▸ TEXT BLOCK
Start
Subsequently, came the Intendant de
Meules, who, toward 1684, endowed the eastern portion of the quarter with
an edifice (the Intendant's Palace) remarkable for its dimensions, its
magnificence and its ornate gardens.
Where Talon (a former Intendant) had left a brewery in a state of ruin and
about seventeen acres of land unoccupied, Louis XIV., by the advice of his
Intendant de Meules, lavished vast sums of money in the erection of a
sumptuous palace, in which French justice was administered, and in which,
at a later period, under Bigot, it was purchasable. Our illustrious
ancestors, for that matter, were not the kind of men to weep over such
trifles, imbued as they were from infancy with the feudal system and all
its irksome duties, without forgetting the forced labour (corvees)
and those admirable "Royal secret warrants," (lettres de cachet). What
did the institutions of a free people, or the text of Magna Charta signify
to them?
End
▸ LIST OF TASKS
#1 Write out word for word the portion of the passage on the Intendant's Palace between "Subsequently, came the" and "forced labour (corvees)", inclusive.
#2 Name every person mentioned in the passage on the Intendant's Palace.
#3 Resume the passage on the Intendant's Palace from its final sentence.
The entries are separate material, distinct from the passage on the Intendant's Palace.

▸ DATA SECTION
Start
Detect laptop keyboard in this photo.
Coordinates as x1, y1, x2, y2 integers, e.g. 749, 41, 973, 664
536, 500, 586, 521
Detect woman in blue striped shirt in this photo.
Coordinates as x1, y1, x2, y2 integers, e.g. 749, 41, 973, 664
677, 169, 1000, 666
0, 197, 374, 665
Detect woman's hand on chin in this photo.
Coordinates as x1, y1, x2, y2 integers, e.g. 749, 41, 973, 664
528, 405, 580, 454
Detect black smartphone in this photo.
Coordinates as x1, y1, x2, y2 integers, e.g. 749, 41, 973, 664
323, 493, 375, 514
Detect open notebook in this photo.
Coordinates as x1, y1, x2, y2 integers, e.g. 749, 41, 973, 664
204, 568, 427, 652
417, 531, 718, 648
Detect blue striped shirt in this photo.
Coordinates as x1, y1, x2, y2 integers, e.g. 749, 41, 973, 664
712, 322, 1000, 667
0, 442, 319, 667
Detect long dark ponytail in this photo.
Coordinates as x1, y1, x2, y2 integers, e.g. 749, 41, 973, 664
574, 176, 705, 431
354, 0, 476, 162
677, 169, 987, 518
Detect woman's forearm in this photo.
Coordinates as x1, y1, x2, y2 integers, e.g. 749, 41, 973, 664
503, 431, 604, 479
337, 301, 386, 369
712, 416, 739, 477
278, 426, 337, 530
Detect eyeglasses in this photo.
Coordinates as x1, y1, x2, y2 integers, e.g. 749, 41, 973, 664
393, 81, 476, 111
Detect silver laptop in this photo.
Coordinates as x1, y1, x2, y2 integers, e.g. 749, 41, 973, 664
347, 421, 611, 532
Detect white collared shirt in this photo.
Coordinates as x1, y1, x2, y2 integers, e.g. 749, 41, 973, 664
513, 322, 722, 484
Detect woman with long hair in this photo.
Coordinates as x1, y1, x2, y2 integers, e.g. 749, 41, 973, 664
End
▸ WRITTEN RESPONSES
#1
Subsequently, came the Intendant de
Meules, who, toward 1684, endowed the eastern portion of the quarter with
an edifice (the Intendant's Palace) remarkable for its dimensions, its
magnificence and its ornate gardens.
Where Talon (a former Intendant) had left a brewery in a state of ruin and
about seventeen acres of land unoccupied, Louis XIV., by the advice of his
Intendant de Meules, lavished vast sums of money in the erection of a
sumptuous palace, in which French justice was administered, and in which,
at a later period, under Bigot, it was purchasable. Our illustrious
ancestors, for that matter, were not the kind of men to weep over such
trifles, imbued as they were from infancy with the feudal system and all
its irksome duties, without forgetting the forced labour (corvees)

#2 Intendant de Meules, Talon, Louis XIV., Bigot

#3
On this spot stood the notorious warehouse, where Bigot, Cadet and their
confederates retailed, at enormous profits, the provisions and supplies
which King Louis XV. doled out in 1758 to the starving inhabitants of
Quebec. The people christened the house "La Friponne," (The Cheat!!)
Near the sight of Talon's old brewery which had been converted into a
prison by Frontenac, and which held fast, until his trial in 1674, the
Abbe de Fenelon [119] now stands the Anchor Brewery (Boswell's).
We clip the following from an able review in the Toronto Mail, Dec.,
1880, of M. Marmette's most dramatic novel, "l'Intendant Bigot":
"In the year 1775 a grievous famine raged, sweeping off large numbers
of the poor, while the unscrupulous Bigot and his satellites were
revelling in shameless profligacy.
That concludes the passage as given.